GWEN IFILL: Now, part three of our NewsHour forum with Federal Reserve Chairman Ben Bernanke. Jim Lehrer moderated the conversation Sunday night with a group of citizens from in and around Kansas City, Missouri. We broadcast the first two sections, taped at the Federal Reserve Bank of Kansas City, on Monday and Tuesday.

And now, the third and final installment of “Bernanke On the Record,” beginning where the discussion left off last night, talking about home foreclosures.

JIM LEHRER: You’ve already touched on a lot of this already, some of the things that are in the works or are being debated about how we move from here to there, some reorganization, new legislation, et cetera.

And let’s start first with Elma Warrick, because it relates exactly to what we’ve been just talking about in terms of foreclosures and housing.

ELMA WARRICK: Good afternoon, Chairman Bernanke. I’m Elma Warrick. I’m the executive director for Home for USA, which is a housing counseling organization HUD-approved.

You know, I’ve heard your responses, and I think they’re wonderfully clear and lucid. But my question has to do with how do we, having been through this in the midst of this perfect storm, how do we protect the consumers going forward and make sure the consumer is served as they ought to be?

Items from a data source
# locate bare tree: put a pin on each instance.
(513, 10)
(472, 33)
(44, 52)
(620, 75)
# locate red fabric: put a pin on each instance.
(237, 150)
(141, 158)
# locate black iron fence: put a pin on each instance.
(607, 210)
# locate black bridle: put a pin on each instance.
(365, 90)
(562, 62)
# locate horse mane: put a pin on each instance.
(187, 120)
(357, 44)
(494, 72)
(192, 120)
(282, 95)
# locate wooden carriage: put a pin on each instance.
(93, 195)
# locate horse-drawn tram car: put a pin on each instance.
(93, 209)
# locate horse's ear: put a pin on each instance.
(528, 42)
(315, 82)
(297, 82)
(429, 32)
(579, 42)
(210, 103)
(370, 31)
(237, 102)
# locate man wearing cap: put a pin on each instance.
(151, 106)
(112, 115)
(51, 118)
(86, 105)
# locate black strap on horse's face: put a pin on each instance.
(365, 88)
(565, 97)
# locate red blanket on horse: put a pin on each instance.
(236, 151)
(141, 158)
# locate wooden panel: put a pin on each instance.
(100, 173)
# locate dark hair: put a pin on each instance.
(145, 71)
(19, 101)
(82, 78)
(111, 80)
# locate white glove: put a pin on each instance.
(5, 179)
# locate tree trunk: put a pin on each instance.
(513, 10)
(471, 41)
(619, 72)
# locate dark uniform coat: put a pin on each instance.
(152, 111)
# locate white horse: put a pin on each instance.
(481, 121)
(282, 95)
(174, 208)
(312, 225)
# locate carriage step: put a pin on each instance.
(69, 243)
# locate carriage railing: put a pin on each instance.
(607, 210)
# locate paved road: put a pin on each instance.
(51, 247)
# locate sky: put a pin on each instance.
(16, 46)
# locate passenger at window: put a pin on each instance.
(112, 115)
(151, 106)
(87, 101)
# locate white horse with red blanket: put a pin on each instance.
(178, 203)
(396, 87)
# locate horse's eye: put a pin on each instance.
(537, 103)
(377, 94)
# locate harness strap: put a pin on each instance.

SET TASKS
A - Answer these questions from the Bernanke forum transcript:
(i) Where were the first two sections of the forum taped?
(ii) What topic was under discussion when the previous night's portion left off?
(iii) What kind of organization is Home for USA?
B - Write the next part of the Bernanke forum transcript, beginning after Elma Warrick's question.

TASK-BY-TASK OUTPUTS
A -
(i) At the Federal Reserve Bank of Kansas City.
(ii) Home foreclosures.
(iii) A HUD-approved housing counseling organization.

B -
BEN BERNANKE: Good question. As I mentioned earlier, the Federal Reserve’s — one of the Federal Reserve’s functions is consumer protection. And we have addressed a number of issues in mortgage area, credit card areas, a bunch of other areas.

As I’ve said before, we were late in addressing the subprime lending problem. There were a lot of loans made that were done without documentation, for example, that were done without clarity about prepayment penalties, that were done without clarity about escrow accounts.

The Federal Reserve a few years ago addressed those issues, and we put together a set of rules which now apply to all lenders, not just banks, but all lenders, that will, I hope, solve those problems going forward. But they weren’t in place early enough, and that is a — I think we have to take some heat for that. And I think that’s appropriate.

But going forward, we have set some rules. The administration, of course, as you may know, has yet a more ambitious plan. They want to create a separate consumer financial protection agency that will have its only mission protecting consumers.

So whether the Federal Reserve does it or another agency does it, I hope that we’ll learn some lessons from this episode and make sure the consumers can make good choices, but that the choices they have are clear, transparent, so that they can shop and not be fooled or deceived in terms of the kinds of financial products that they use.

ELMA WARRICK: Thank you.

JIM LEHRER: Erica Shackelford has a related question.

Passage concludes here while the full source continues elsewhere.